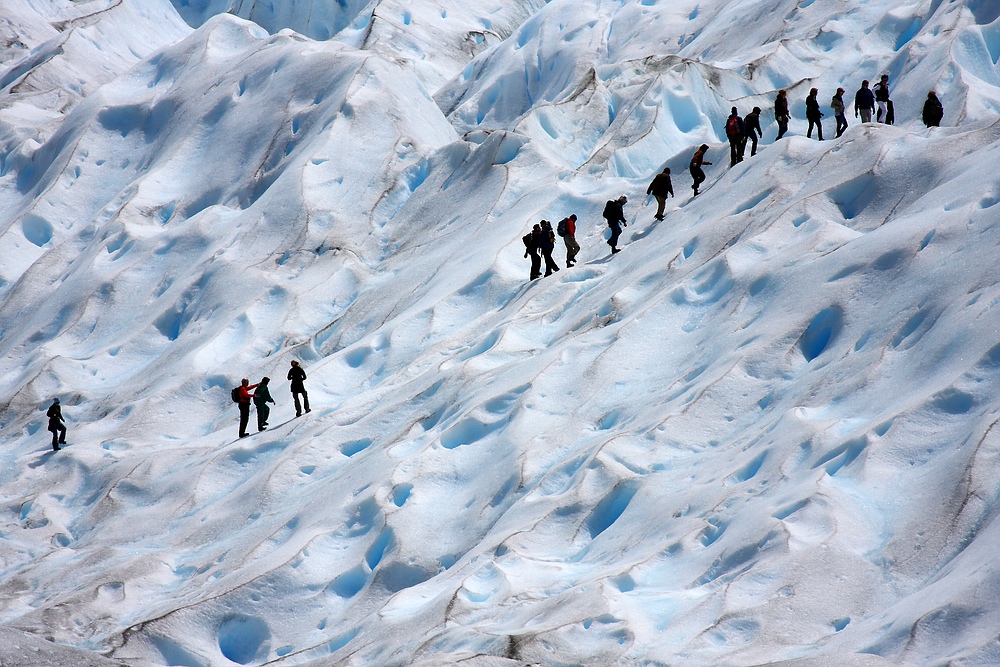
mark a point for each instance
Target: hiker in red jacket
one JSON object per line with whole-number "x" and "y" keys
{"x": 244, "y": 405}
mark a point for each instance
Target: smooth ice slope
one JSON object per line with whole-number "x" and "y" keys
{"x": 764, "y": 433}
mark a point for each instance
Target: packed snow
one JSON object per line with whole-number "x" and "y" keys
{"x": 763, "y": 433}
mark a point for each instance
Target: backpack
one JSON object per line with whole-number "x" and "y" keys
{"x": 733, "y": 126}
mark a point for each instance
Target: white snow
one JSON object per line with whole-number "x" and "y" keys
{"x": 764, "y": 433}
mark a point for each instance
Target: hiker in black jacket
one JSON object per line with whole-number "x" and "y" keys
{"x": 864, "y": 103}
{"x": 752, "y": 125}
{"x": 614, "y": 213}
{"x": 661, "y": 188}
{"x": 781, "y": 113}
{"x": 531, "y": 240}
{"x": 736, "y": 133}
{"x": 298, "y": 376}
{"x": 56, "y": 424}
{"x": 881, "y": 90}
{"x": 814, "y": 115}
{"x": 547, "y": 243}
{"x": 697, "y": 173}
{"x": 933, "y": 111}
{"x": 261, "y": 397}
{"x": 244, "y": 405}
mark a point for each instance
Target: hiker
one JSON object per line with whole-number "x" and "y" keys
{"x": 882, "y": 100}
{"x": 531, "y": 249}
{"x": 244, "y": 405}
{"x": 547, "y": 244}
{"x": 781, "y": 113}
{"x": 814, "y": 115}
{"x": 661, "y": 188}
{"x": 736, "y": 133}
{"x": 261, "y": 398}
{"x": 864, "y": 103}
{"x": 567, "y": 229}
{"x": 696, "y": 163}
{"x": 56, "y": 424}
{"x": 752, "y": 125}
{"x": 933, "y": 111}
{"x": 614, "y": 213}
{"x": 837, "y": 104}
{"x": 297, "y": 376}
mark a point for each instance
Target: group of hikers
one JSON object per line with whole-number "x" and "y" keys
{"x": 540, "y": 242}
{"x": 262, "y": 396}
{"x": 241, "y": 395}
{"x": 867, "y": 101}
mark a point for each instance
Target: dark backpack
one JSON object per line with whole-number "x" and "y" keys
{"x": 733, "y": 126}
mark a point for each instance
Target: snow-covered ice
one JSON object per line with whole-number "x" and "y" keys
{"x": 764, "y": 433}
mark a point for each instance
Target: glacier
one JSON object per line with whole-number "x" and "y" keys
{"x": 762, "y": 434}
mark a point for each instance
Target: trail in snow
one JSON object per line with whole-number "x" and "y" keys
{"x": 763, "y": 432}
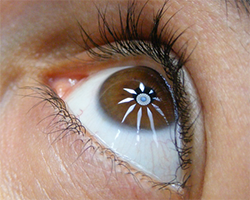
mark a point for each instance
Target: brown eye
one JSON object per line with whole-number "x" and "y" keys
{"x": 133, "y": 111}
{"x": 138, "y": 97}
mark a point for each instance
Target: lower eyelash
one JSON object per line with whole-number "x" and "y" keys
{"x": 67, "y": 124}
{"x": 130, "y": 40}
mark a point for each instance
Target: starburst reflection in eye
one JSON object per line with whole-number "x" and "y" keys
{"x": 131, "y": 110}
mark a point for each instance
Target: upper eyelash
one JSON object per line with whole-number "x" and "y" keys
{"x": 129, "y": 40}
{"x": 134, "y": 42}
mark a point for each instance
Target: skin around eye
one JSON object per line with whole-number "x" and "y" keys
{"x": 32, "y": 168}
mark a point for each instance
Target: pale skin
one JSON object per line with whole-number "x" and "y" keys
{"x": 34, "y": 42}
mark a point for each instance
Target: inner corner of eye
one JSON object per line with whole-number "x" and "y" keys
{"x": 63, "y": 84}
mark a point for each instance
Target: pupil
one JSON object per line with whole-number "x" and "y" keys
{"x": 143, "y": 99}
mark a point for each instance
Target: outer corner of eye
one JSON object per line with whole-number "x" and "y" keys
{"x": 149, "y": 121}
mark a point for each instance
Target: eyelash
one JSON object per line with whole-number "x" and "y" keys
{"x": 128, "y": 42}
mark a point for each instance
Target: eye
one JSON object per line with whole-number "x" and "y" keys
{"x": 137, "y": 100}
{"x": 132, "y": 111}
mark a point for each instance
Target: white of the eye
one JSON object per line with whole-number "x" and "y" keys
{"x": 150, "y": 151}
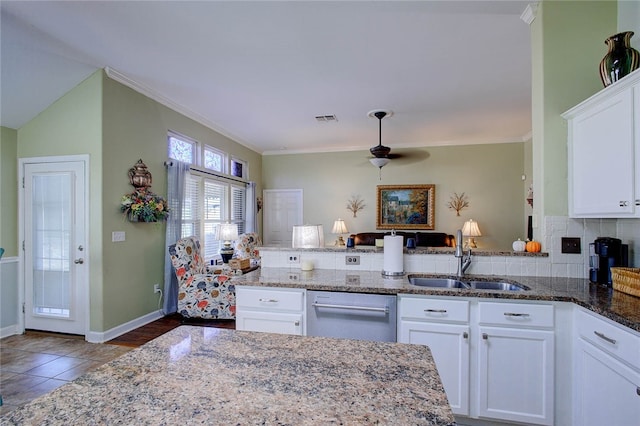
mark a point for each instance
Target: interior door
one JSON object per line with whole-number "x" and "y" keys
{"x": 55, "y": 253}
{"x": 282, "y": 210}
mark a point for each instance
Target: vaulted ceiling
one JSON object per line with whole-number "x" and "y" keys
{"x": 260, "y": 72}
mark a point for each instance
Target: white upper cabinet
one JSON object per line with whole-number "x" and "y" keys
{"x": 604, "y": 152}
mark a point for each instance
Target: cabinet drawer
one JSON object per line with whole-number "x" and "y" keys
{"x": 609, "y": 337}
{"x": 434, "y": 309}
{"x": 270, "y": 299}
{"x": 516, "y": 314}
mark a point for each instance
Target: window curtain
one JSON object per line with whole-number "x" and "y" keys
{"x": 252, "y": 213}
{"x": 176, "y": 176}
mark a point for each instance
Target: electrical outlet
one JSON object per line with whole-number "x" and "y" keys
{"x": 352, "y": 260}
{"x": 570, "y": 245}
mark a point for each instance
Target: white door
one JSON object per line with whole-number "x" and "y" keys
{"x": 282, "y": 210}
{"x": 55, "y": 250}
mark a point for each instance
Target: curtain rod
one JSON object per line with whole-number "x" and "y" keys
{"x": 170, "y": 163}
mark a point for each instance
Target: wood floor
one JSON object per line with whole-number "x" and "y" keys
{"x": 142, "y": 335}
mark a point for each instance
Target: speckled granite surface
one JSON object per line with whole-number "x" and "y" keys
{"x": 417, "y": 250}
{"x": 620, "y": 307}
{"x": 200, "y": 375}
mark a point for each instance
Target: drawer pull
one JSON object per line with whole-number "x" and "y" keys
{"x": 603, "y": 337}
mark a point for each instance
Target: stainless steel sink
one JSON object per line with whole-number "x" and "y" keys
{"x": 497, "y": 285}
{"x": 437, "y": 282}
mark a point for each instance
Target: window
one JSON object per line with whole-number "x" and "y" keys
{"x": 238, "y": 168}
{"x": 209, "y": 200}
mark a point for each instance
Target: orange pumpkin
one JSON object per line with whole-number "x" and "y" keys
{"x": 533, "y": 247}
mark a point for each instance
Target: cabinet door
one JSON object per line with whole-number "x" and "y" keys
{"x": 606, "y": 391}
{"x": 449, "y": 345}
{"x": 269, "y": 322}
{"x": 601, "y": 159}
{"x": 516, "y": 375}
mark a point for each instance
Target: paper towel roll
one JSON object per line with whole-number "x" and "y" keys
{"x": 392, "y": 264}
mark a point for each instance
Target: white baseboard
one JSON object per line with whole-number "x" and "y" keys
{"x": 8, "y": 331}
{"x": 101, "y": 337}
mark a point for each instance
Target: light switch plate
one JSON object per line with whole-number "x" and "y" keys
{"x": 570, "y": 245}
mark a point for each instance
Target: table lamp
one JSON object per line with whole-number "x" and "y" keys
{"x": 307, "y": 236}
{"x": 227, "y": 232}
{"x": 339, "y": 228}
{"x": 470, "y": 229}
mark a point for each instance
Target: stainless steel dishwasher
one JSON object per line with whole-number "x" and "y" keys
{"x": 351, "y": 315}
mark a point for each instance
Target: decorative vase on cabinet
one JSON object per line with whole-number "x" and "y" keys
{"x": 620, "y": 60}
________
### Exercise
Every record must be copied exactly, with the pictures left out.

### Task solution
mark a point for each instance
Target: hiker in red jacket
one JSON object per line with whole-number "x" and "y" keys
{"x": 244, "y": 405}
mark a point for each instance
Target: smooth ice slope
one JSON object per line with whole-number "x" and "y" keys
{"x": 764, "y": 433}
mark a point for each instance
Target: packed snow
one JSON object per line with whole-number "x" and "y" keys
{"x": 763, "y": 433}
mark a point for each instance
Target: backpack
one JSON object per line with whole-number "x" and "y" keys
{"x": 733, "y": 126}
mark a point for each instance
Target: white snow
one JSON object per line with whole-number "x" and "y" keys
{"x": 764, "y": 433}
mark a point for each instance
Target: hiker in black jacket
one JSON object per line with whole-number "x" and "y" keys
{"x": 864, "y": 103}
{"x": 752, "y": 125}
{"x": 614, "y": 213}
{"x": 661, "y": 188}
{"x": 781, "y": 113}
{"x": 531, "y": 240}
{"x": 736, "y": 133}
{"x": 298, "y": 376}
{"x": 56, "y": 424}
{"x": 881, "y": 90}
{"x": 814, "y": 115}
{"x": 547, "y": 243}
{"x": 697, "y": 173}
{"x": 933, "y": 111}
{"x": 261, "y": 397}
{"x": 244, "y": 405}
mark a point for each instance
Target: hiker
one JSON object per line with whole-number "x" and "y" keys
{"x": 882, "y": 100}
{"x": 531, "y": 249}
{"x": 244, "y": 405}
{"x": 547, "y": 244}
{"x": 781, "y": 113}
{"x": 814, "y": 115}
{"x": 661, "y": 188}
{"x": 736, "y": 133}
{"x": 261, "y": 398}
{"x": 864, "y": 103}
{"x": 567, "y": 229}
{"x": 696, "y": 163}
{"x": 56, "y": 424}
{"x": 752, "y": 125}
{"x": 933, "y": 111}
{"x": 614, "y": 213}
{"x": 837, "y": 104}
{"x": 297, "y": 376}
mark a point for each instance
Target: group of hikers
one JSON object per line with whole-number "x" and "y" keys
{"x": 540, "y": 242}
{"x": 262, "y": 396}
{"x": 241, "y": 395}
{"x": 867, "y": 101}
mark a point for each instance
Target: dark backpack
one JSON object per line with whole-number "x" and "y" keys
{"x": 733, "y": 126}
mark a point for each instance
Target: snow-covered ice
one JSON object per line with whole-number "x" and "y" keys
{"x": 764, "y": 433}
mark a point for each instance
Target: glacier
one JSON object per line with whole-number "x" and "y" keys
{"x": 762, "y": 434}
mark a point for each instance
Target: trail in snow
one JSON object per line with whole-number "x" and "y" keys
{"x": 763, "y": 432}
mark a point for each instance
Target: brown eye
one JSON object per line with whole-number "x" and "y" keys
{"x": 133, "y": 111}
{"x": 138, "y": 97}
mark a point for each instance
Target: lower eyelash
one JSON object per line with whole-number "x" and "y" keys
{"x": 67, "y": 124}
{"x": 130, "y": 40}
mark a point for each instance
Target: starburst reflection in eye
one JSON object per line with whole-number "x" and "y" keys
{"x": 131, "y": 110}
mark a point for each instance
Target: upper eyelash
one JSON object per line with whole-number "x" and "y" keys
{"x": 129, "y": 40}
{"x": 134, "y": 42}
mark a point for each instance
Target: skin around eye
one JSON object per line with whole-number "x" and "y" keys
{"x": 32, "y": 168}
mark a point for each instance
Target: pale skin
one JSON object per line with whole-number "x" and "y" keys
{"x": 34, "y": 42}
mark a point for each instance
Target: inner corner of eye
one JSON object per line with whole-number "x" and "y" keys
{"x": 63, "y": 84}
mark a point for each instance
Target: pupil
one JSON object per line with whole-number "x" and "y" keys
{"x": 143, "y": 99}
mark a point for each instance
Target: outer corner of eye
one JSON object per line with whole-number "x" and "y" keys
{"x": 149, "y": 121}
mark a point for each instance
Target: eyelash
one JSON object per line with whole-number "x" and "y" keys
{"x": 128, "y": 42}
mark a point for each instance
Target: eye
one JSON object per line with whole-number "x" and "y" keys
{"x": 137, "y": 100}
{"x": 132, "y": 111}
mark a point for each instance
Target: white of the eye
one JSON object per line with whole-number "x" and "y" keys
{"x": 150, "y": 151}
mark a point for each instance
Target: interior door
one JSON object per line with whole-number "x" and "y" keys
{"x": 55, "y": 253}
{"x": 282, "y": 210}
mark a point for each instance
Target: vaulted ceiling
one JSON object per line with whole-number "x" and "y" keys
{"x": 260, "y": 72}
mark a point for each instance
Target: white upper cabinet
one JSON object per line with whole-number "x" and "y" keys
{"x": 604, "y": 152}
mark a point for each instance
Target: cabinet drawer
one JSON object per line with whole-number "x" and "y" keys
{"x": 609, "y": 337}
{"x": 434, "y": 309}
{"x": 270, "y": 299}
{"x": 516, "y": 314}
mark a point for each instance
Target: window curtain
one JSON object per line with whole-number "x" and "y" keys
{"x": 252, "y": 213}
{"x": 176, "y": 176}
mark a point for each instance
Target: electrical outlet
one JSON object per line with whole-number "x" and "y" keys
{"x": 352, "y": 260}
{"x": 570, "y": 245}
mark a point for each instance
Target: white door
one JSON object per line with whole-number "x" and "y" keys
{"x": 282, "y": 210}
{"x": 55, "y": 250}
mark a point for each instance
Target: curtain rod
one JSON object per line with whole-number "x" and "y" keys
{"x": 170, "y": 163}
mark a point for each instance
Target: wood floor
one JSON object per line with whole-number "x" and "y" keys
{"x": 142, "y": 335}
mark a point for each instance
Target: speckled granite surface
one JSON object per line with whole-number "x" and "y" keys
{"x": 417, "y": 250}
{"x": 620, "y": 307}
{"x": 200, "y": 375}
mark a point for each instance
Target: drawer pull
one JSON object per line with whole-number "x" and "y" keys
{"x": 603, "y": 337}
mark a point for each instance
Target: stainless steel sink
one JSON object per line with whole-number "x" and "y" keys
{"x": 497, "y": 285}
{"x": 437, "y": 282}
mark a point for each instance
Target: window
one JSON object per line with whole-number "x" and "y" keys
{"x": 238, "y": 168}
{"x": 209, "y": 200}
mark a point for each instance
Target: orange pumpkin
one JSON object per line with whole-number "x" and "y" keys
{"x": 533, "y": 247}
mark a point for each instance
Target: cabinet door
one JSON object per line with whole-number "x" and "y" keys
{"x": 606, "y": 391}
{"x": 449, "y": 345}
{"x": 269, "y": 322}
{"x": 601, "y": 159}
{"x": 516, "y": 375}
mark a point for each instance
Target: paper towel roll
one JSON object per line with whole-number "x" and "y" keys
{"x": 392, "y": 264}
mark a point for each instance
Target: white baseboard
one JSON object per line with whole-number "x" and "y" keys
{"x": 8, "y": 331}
{"x": 101, "y": 337}
mark a point for each instance
Target: light switch plate
one JSON object per line with whole-number "x" and "y" keys
{"x": 570, "y": 245}
mark a point for each instance
Target: table lamp
one JSON object per line with whole-number "x" and "y" keys
{"x": 307, "y": 236}
{"x": 227, "y": 232}
{"x": 339, "y": 228}
{"x": 470, "y": 229}
mark a point for each instance
Target: stainless steel dishwasher
one JSON object per line with whole-number "x" and "y" keys
{"x": 351, "y": 315}
mark a point for each instance
Target: decorative vase on cabinet
one JSON object per line with whole-number "x" and "y" keys
{"x": 620, "y": 60}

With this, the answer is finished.